— begin Extract —

The tax-fraud conspiracy charge filed last week against former Islamorada mayor Michael Reckwerdt was likely negotiated between his attorneys and federal prosecutors.
One of his lawyers, Michael T. Davis, said this week that based on "negotiations," the charge reflects "what we hoped [it] would be," without going into further detail.
Reckwerdt, 47, is scheduled for arraignment on Monday, June 15, at 2 p.m. at the Key West federal courthouse at 301 Simonton St. The U.S. Attorney's Office filed the charge against Reckwerdt in a May 27 federal "information document. An information is almost the same thing as an indictment, with the exception that prosecutors decide to file charges without going through a grand jury.
An information is frequently used when the U.S. Attorney's Office reaches some sort of agreement with defense attorneys, said Scott Sunby, a criminal-law professor at the University of Miami’s School of Law.

— end Extract —
— begin Dataset rows —

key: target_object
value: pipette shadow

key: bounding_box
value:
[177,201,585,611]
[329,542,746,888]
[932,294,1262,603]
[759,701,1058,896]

— end Dataset rows —

§ Problems
A) Rewrite the passage of the article on the Reckwerdt tax-fraud charge that opens with the words containing "The tax-fraud conspiracy" and closes with "and federal prosecutors.", substituting "the U.S. Attorney's Office" for "federal prosecutors".
B) Extend the article on the Reckwerdt tax-fraud charge, picking up after its final sentence.

§ Solved tasks
A)
The tax-fraud conspiracy charge filed last week against former Islamorada mayor Michael Reckwerdt was likely negotiated between his attorneys and the U.S. Attorney's Office.

B)
"Since an individual has a constitutional right to insist on an indictment, that is, to require a grand jury decide whether probable cause exists that he is guilty, an information generally is used where the U.S. Attorney's Office and the defense do reach an agreement on how to proceed," Sunby said. "And as part of that agreement, the defendant waives his right to an indictment."
The charging document states Reckwerdt intentionally underreported salaries paid to employees of several companies he controls in order to reduce payments to the Internal Revenue Service. He faces five years in prison.
The document does not state how much money Reckwerdt allegedly owes the IRS.
Reckwerdt owns several businesses, but is mostly known for running Robbie's Marina, the landmark mile marker 77 tourist spot on Lower Matecumbe Key that offers charter boat fishing, shopping and tarpon feeding. There is another Robbie's on Stock Island in the Lower Keys.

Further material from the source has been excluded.